*Data to use:*
+---+

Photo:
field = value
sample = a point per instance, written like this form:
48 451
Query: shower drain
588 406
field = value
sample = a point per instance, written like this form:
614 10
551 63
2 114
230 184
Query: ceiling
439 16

+---+

*Exercise details:* Please set down all of the records exactly.

*Answer to the exercise:*
Photo:
field = value
sample = a point per instance, written like this form:
48 451
Query: shower drain
588 406
field = value
sample = a point per instance, written like this form:
614 10
551 63
2 114
230 184
Query: ceiling
439 16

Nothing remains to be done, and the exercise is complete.